*Do this*:
Could you rewrite all of the entries below, replacing "marker" with "pin" wherever it occurs and leaving everything else unchanged?
───── Recorded data ─────
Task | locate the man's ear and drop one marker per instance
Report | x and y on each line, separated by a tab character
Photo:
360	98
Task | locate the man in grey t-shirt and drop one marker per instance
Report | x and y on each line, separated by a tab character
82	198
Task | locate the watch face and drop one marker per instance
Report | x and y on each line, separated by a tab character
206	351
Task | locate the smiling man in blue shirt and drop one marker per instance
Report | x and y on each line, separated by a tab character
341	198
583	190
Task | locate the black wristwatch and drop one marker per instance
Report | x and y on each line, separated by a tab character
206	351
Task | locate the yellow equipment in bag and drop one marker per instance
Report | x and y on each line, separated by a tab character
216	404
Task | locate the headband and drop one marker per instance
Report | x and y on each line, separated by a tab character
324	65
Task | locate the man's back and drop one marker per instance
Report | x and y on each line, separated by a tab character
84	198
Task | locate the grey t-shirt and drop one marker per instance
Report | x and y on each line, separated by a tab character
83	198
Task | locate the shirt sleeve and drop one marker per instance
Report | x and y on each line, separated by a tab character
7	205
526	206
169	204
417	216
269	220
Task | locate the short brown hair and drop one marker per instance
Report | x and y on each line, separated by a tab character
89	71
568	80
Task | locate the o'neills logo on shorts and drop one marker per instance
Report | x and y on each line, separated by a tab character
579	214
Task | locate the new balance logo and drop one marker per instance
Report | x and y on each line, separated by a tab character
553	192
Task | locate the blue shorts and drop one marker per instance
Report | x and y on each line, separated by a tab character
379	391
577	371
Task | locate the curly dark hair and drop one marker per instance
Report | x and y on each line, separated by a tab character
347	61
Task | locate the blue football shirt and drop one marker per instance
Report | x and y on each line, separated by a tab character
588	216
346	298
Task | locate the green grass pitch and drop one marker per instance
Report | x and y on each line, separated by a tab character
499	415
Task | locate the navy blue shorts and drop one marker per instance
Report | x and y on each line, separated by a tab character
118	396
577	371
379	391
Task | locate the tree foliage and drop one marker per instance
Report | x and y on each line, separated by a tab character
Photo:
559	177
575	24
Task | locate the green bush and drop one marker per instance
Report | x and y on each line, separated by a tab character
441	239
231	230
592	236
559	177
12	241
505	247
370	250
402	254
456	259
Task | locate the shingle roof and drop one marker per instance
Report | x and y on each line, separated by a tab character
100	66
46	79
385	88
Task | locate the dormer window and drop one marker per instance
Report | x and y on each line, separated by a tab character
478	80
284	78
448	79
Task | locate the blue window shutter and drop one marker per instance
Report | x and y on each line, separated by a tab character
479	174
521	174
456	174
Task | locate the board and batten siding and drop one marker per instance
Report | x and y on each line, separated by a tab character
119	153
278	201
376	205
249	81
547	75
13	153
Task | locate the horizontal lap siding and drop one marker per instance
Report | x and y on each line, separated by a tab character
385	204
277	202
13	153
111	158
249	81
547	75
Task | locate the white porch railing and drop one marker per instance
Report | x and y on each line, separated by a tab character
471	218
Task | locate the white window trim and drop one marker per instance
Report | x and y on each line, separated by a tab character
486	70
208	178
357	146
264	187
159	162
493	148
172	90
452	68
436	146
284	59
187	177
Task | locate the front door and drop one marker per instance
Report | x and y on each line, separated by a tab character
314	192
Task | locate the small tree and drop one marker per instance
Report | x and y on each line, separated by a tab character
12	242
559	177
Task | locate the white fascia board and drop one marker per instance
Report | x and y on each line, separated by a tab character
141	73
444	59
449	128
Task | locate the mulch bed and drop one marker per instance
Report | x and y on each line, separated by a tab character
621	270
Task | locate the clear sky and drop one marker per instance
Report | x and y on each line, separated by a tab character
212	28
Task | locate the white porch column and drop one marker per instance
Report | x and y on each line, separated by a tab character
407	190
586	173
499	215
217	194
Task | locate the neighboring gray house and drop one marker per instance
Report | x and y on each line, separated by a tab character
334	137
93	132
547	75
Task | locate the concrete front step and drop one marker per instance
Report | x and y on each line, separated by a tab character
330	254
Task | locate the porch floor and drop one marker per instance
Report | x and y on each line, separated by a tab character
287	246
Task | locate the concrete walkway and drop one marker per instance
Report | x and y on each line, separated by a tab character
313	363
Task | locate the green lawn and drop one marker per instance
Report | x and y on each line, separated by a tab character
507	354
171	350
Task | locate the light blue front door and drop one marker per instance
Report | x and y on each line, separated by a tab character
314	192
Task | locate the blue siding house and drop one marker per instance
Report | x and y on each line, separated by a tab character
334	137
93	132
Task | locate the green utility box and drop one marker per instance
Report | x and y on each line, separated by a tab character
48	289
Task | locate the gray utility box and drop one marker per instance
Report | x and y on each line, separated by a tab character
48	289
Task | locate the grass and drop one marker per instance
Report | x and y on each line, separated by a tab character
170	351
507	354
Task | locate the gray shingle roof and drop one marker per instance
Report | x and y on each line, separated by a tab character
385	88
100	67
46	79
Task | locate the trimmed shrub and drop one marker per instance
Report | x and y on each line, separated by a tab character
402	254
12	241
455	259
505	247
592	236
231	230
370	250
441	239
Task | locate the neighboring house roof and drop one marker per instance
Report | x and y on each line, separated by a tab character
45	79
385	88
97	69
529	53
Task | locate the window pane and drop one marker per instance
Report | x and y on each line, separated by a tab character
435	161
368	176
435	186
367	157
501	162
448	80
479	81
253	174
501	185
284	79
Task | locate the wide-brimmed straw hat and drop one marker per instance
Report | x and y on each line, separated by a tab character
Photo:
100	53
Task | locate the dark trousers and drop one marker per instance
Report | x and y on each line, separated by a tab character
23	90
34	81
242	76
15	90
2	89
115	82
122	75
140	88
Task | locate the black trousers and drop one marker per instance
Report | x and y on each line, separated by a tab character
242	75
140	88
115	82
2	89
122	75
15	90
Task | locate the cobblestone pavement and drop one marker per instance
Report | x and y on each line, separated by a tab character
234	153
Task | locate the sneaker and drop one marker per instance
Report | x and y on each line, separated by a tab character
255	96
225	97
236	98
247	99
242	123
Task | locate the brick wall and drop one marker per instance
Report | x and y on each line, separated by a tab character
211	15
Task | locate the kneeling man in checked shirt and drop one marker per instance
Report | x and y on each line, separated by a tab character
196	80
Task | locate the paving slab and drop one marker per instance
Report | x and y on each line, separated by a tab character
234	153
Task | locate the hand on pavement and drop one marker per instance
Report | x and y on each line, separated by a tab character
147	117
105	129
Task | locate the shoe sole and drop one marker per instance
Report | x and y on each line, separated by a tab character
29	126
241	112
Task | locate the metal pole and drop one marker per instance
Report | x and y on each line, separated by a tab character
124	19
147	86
─────
*Correct response*:
Task | locate the man's ear and drop one pin per instance
Report | x and y on each line, separated by a tab character
Photo:
360	98
Task | locate the man in grey t-shirt and drop one pin per instance
Report | x and y on each line, separated by a tab character
82	198
Task | locate the watch face and drop one pin per instance
Report | x and y on each line, separated by a tab character
206	351
Task | locate the smiling man in blue shirt and drop one pin per instance
Report | x and y on each line, separated by a tab character
341	198
583	190
Task | locate the black wristwatch and drop one pin per instance
Report | x and y on each line, separated by a tab character
206	351
Task | locate the yellow equipment in bag and drop one pin per instance
Report | x and y on each line, separated by a tab character
216	404
Task | locate the headband and drop one pin per instance
Report | x and y on each line, separated by a tab character
324	65
Task | locate the man's back and drop one pin per instance
Report | x and y on each line, separated by a tab character
84	198
Task | locate the grey t-shirt and drop one pin per instance
Report | x and y on each line, separated by a tab character
83	198
Task | locate the shirt sleeve and drop one pin per instance
Report | x and y on each line, separated by a tab character
7	205
526	206
169	204
417	216
269	220
Task | locate the short brown hair and drop one pin per instance
Report | x and y on each line, separated by a tab character
89	71
568	80
Task | locate the o'neills logo on shorts and drop one pin per instance
Report | x and y on each line, separated by a tab character
579	214
Task | locate the new balance logo and drop one pin per instance
Report | x and y on each line, separated by a tab character
553	192
Task | locate the blue shorts and drop one pin per instance
Report | x and y on each line, separated by a tab character
379	391
577	371
Task | locate the curly dark hair and drop one pin per instance
Report | x and y on each line, separated by a tab character
347	61
Task | locate the blue football shirt and drop one pin per instance
Report | x and y on each line, separated by a tab character
588	216
346	298
Task | locate the green grass pitch and drop one pin per instance
Report | x and y on each line, separated by a tab character
499	415
Task | locate the navy blue shorts and drop one pin per instance
Report | x and y on each line, separated by a tab character
118	396
577	371
379	391
Task | locate the tree foliage and drop one pin per instance
Report | x and y on each line, separated by a tab character
Photo:
559	177
575	24
Task | locate the green bush and drop one pin per instance
Report | x and y on each line, separated by a tab character
441	239
231	230
592	236
559	177
12	241
505	247
370	250
402	254
456	259
Task | locate the shingle roof and drop one pin per instance
Report | x and y on each line, separated by a tab character
100	66
46	79
385	88
Task | locate the dormer window and drop one pin per instance
Report | x and y on each line, separated by a tab character
478	80
284	78
448	79
Task | locate the blue window shutter and drop one pin per instance
Report | x and y on each line, separated by a tab character
479	174
521	174
456	174
Task | locate the board and batten siding and drop one pin per instance
Report | x and y on each line, separated by a tab character
119	153
278	201
376	205
249	81
547	75
13	153
Task | locate the horizontal lap siding and drop one pin per instance
Report | x and y on each line, separated by a tab character
385	204
277	202
13	153
111	158
249	81
547	75
Task | locate the white porch railing and drop one pin per instance
Report | x and y on each line, separated by a tab character
471	218
Task | locate the white window trim and drop one pin per instance
Report | x and y on each line, separated by a tab character
486	70
208	178
357	146
264	187
159	162
493	148
172	90
452	68
436	146
284	59
187	177
Task | locate the front door and drop one pin per instance
Report | x and y on each line, separated by a tab character
314	192
Task | locate the small tree and drop one pin per instance
Report | x and y on each line, separated by a tab character
12	242
559	177
Task | locate the white fascia board and drop one pin per instance
Report | x and y on each line, separated by a tab character
141	73
444	59
449	128
Task | locate the mulch bed and drop one pin per instance
Report | x and y on each line, separated by a tab character
621	270
Task | locate the clear sky and drop one pin per instance
Report | x and y on each line, separated by a tab character
212	28
Task | locate the white porch column and drop one pin per instance
Report | x and y on each line, separated by a tab character
407	190
586	173
499	215
217	194
Task | locate the neighboring gray house and drop one pin per instance
Report | x and y on each line, separated by a tab character
334	137
93	132
547	75
Task | locate the concrete front step and drop one pin per instance
Report | x and y on each line, separated by a tab character
330	254
Task | locate the porch floor and drop one pin per instance
Report | x and y on each line, separated by a tab character
287	246
Task | locate the concrete walkway and drop one pin per instance
Report | x and y on each line, separated by a tab character
313	363
Task | locate the green lawn and drop one pin per instance
Report | x and y on each line, separated by a tab character
507	354
171	350
Task | locate the light blue front door and drop one pin per instance
Report | x and y on each line, separated by a tab character
314	192
Task | locate the blue siding house and drop one pin per instance
Report | x and y on each line, separated by a tab character
334	137
93	132
Task | locate the green utility box and drop one pin per instance
Report | x and y on each line, separated by a tab character
48	289
Task | locate the gray utility box and drop one pin per instance
Report | x and y on each line, separated by a tab character
48	289
Task | locate the grass and drop one pin per instance
Report | x and y on each line, separated by a tab character
170	351
507	354
Task | locate the gray shingle roof and drop one pin per instance
Report | x and y on each line, separated by a tab character
385	88
100	67
46	79
Task | locate the trimmed shrub and drop one pin per instance
Report | x and y on each line, separated by a tab character
402	254
12	241
455	259
505	247
592	236
231	230
370	250
441	239
Task | locate the neighboring house roof and drop one pin per instance
Report | x and y on each line, separated by a tab character
45	79
385	88
97	69
529	53
Task | locate the window pane and drop one pin per instance
Report | x and y on each line, separated by a tab character
435	161
368	176
435	186
367	157
501	162
448	80
479	81
253	174
501	185
284	79
Task | locate the wide-brimmed straw hat and drop one pin per instance
Report | x and y on each line, separated by a tab character
Photo:
100	53
Task | locate the dark trousers and drop one pin per instance
Report | x and y on each line, separated by a tab character
23	90
34	81
242	76
15	90
2	89
115	82
122	75
140	88
Task | locate the black trousers and drop one pin per instance
Report | x and y on each line, separated by a tab character
242	75
140	88
115	82
2	89
122	75
15	90
Task | locate the cobblestone pavement and drop one pin per instance
Report | x and y on each line, separated by a tab character
234	153
Task | locate the sneaker and drop one pin per instance
Report | x and y on each line, separated by a tab character
255	96
225	97
236	98
247	99
242	123
Task | locate the brick wall and drop one pin per instance
Report | x and y on each line, separated by a tab character
211	15
Task | locate the kneeling man in checked shirt and drop one pin per instance
Report | x and y on each line, separated by a tab character
196	80
Task | locate the paving slab and drop one pin per instance
Report | x and y on each line, separated by a tab character
234	153
Task | locate the hand on pavement and drop one pin per instance
Report | x and y on each line, separated by a tab character
147	117
105	129
Task | locate the shoe sole and drop one pin per instance
Report | x and y on each line, separated by a tab character
29	126
241	112
Task | locate the metal pole and drop one pin per instance
Report | x and y on each line, separated by a tab character
124	19
147	86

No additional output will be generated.